● Dataset excerpts
+++

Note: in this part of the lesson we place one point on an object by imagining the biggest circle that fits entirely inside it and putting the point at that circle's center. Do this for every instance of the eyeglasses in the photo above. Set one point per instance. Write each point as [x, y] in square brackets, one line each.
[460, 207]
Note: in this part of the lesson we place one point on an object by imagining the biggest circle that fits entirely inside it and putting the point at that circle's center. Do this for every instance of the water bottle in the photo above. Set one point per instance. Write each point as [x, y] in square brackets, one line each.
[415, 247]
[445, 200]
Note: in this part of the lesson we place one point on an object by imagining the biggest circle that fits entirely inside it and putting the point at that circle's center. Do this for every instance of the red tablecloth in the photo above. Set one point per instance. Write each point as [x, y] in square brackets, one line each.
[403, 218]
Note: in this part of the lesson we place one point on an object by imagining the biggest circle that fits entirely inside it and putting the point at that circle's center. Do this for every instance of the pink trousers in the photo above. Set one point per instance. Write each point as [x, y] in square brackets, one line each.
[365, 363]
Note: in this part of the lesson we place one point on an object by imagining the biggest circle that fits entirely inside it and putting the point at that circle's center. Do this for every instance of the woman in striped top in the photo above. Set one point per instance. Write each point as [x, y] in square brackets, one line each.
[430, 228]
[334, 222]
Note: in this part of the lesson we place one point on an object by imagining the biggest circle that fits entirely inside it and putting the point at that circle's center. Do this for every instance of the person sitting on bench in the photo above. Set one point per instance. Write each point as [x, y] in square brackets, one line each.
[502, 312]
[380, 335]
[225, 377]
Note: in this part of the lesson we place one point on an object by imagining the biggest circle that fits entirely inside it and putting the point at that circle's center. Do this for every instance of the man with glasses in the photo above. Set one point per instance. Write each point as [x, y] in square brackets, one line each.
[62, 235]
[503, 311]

+++

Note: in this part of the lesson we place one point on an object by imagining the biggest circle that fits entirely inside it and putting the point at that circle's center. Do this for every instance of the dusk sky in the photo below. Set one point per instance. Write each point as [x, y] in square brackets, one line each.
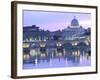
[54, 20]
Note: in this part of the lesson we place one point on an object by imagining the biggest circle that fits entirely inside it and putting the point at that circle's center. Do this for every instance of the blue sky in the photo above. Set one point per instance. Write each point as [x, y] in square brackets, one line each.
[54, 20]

+++

● The request
Collect from the listing above each line in which the word "striped" appears, and copy those lines in full.

● Correct output
Note: in this part of the lesson we place one point on an object by imagining the biggest circle that fits entirely inside it and putting the point at that circle's center. Do this for every instance of the woman in striped top in the photo above. Set one point per instance. Write each point as [x, y] in square brackets, one line each.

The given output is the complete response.